Hoy se cumple la sexual cifra de 69 años desde aquel día en que centenares de miles de obreros confluyeron con sus patas en las fuentes de la Plaza de Mayo para pedir la libertad de su líder. El 17 de octubre, día fundacional para el peronismo, inaugura también una tradición en la cultura homoerótica nacional que incorpora a los “cabecitas negras”, los descamisados, los chongos obreros de las provincias como objetos de deseo.
› Por Adrián Melo
“El sol caía a plomo cuando las primeras columnas de obreros comenzaron a llegar. Venían con su traje de fajina, porque acudían directamente de sus fábricas y talleres. No era esa muchedumbre un poco envarada que los domingos invade los parques de diversiones con hábito de burgués barato. Frente a mis ojos desfilaban rostros atezados, brazos membrudos, torsos fornidos, con las greñas al aire y las vestiduras escasas cubiertas de pringues, de restos de breas, grasas y aceites. Llegaban cantando y vociferando, unidos en la impetración de un solo nombre: Perón... El descendiente de meridionales europeos iba junto al rubio de trazos nórdicos y el trigueño de pelo duro en que la sangre de un indio lejano sobrevivía aún. Un pujante palpitar sacudía la entraña de la ciudad... Hermanados en el mismo grito y en la misma fe iban el peón de campo de Cañuelas y el tornero de precisión, el fundidor mecánico de automóviles (...) y el peón. Era el subsuelo de la patria sublevado”.

INSTRUCCIONES
**A)** Responde estas preguntas según el texto sobre el 17 de octubre:
(i) ¿Cuántos años se cumplen hoy?
(ii) ¿Qué pidieron los obreros en la Plaza de Mayo?
(iii) ¿Con qué traje llegaban los obreros?
**B)** Indica si cada afirmación coincide con el texto sobre el 17 de octubre y cita las palabras exactas que lo deciden:
(i) El 17 de octubre es un día fundacional para el peronismo.
(ii) Los obreros llegaron en silencio.
(iii) La muchedumbre era la misma que los domingos invade los parques de diversiones.
**C)** Enumera todo lo que, según el texto sobre el 17 de octubre, cubría las vestiduras escasas de los obreros.
Los registros proceden de otra fuente.

REGISTROS PROPORCIONADOS
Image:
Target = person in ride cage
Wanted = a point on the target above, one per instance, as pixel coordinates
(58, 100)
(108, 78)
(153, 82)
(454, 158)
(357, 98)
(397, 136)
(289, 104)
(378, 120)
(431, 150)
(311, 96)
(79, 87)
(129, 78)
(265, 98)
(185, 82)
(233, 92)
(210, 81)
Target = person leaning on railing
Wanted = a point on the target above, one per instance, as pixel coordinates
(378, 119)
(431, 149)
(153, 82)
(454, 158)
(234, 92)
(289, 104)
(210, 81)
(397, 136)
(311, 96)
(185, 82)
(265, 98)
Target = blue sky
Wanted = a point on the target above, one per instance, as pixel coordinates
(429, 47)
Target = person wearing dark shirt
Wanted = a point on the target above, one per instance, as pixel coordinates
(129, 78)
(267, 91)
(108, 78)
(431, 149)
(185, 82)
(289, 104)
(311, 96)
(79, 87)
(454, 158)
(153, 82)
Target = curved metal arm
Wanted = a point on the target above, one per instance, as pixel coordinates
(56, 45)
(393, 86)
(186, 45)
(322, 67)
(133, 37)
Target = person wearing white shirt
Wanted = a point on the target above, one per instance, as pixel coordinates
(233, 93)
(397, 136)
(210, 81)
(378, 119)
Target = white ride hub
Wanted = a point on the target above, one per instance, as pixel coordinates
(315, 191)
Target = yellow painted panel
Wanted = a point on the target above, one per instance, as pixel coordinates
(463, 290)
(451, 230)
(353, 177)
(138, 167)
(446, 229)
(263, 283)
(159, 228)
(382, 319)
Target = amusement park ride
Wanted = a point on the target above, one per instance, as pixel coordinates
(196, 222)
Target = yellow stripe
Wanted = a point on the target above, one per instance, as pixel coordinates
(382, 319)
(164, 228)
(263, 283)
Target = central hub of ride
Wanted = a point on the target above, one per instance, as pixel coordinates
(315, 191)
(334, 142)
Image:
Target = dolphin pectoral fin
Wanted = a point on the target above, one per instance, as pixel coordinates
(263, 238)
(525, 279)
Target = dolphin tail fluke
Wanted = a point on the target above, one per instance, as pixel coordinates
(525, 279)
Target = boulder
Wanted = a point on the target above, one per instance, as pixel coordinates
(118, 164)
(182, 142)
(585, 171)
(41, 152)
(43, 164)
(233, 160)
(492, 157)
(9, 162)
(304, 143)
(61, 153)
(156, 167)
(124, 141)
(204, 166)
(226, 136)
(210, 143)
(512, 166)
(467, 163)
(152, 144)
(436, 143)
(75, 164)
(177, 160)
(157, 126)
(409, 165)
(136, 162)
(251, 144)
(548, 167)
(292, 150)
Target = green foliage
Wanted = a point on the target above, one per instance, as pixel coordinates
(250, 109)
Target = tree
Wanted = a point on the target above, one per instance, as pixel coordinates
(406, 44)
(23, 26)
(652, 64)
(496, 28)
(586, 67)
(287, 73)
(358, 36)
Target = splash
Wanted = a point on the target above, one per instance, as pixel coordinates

RESPUESTAS ESPERADAS
**A)**
(i) 69 años.
(ii) La libertad de su líder.
(iii) Con su traje de fajina.

**B)**
(i) Sí: "El 17 de octubre, día fundacional para el peronismo".
(ii) No: "Llegaban cantando y vociferando".
(iii) No: "No era esa muchedumbre un poco envarada que los domingos invade los parques de diversiones".

**C)** Pringues, restos de breas, grasas y aceites.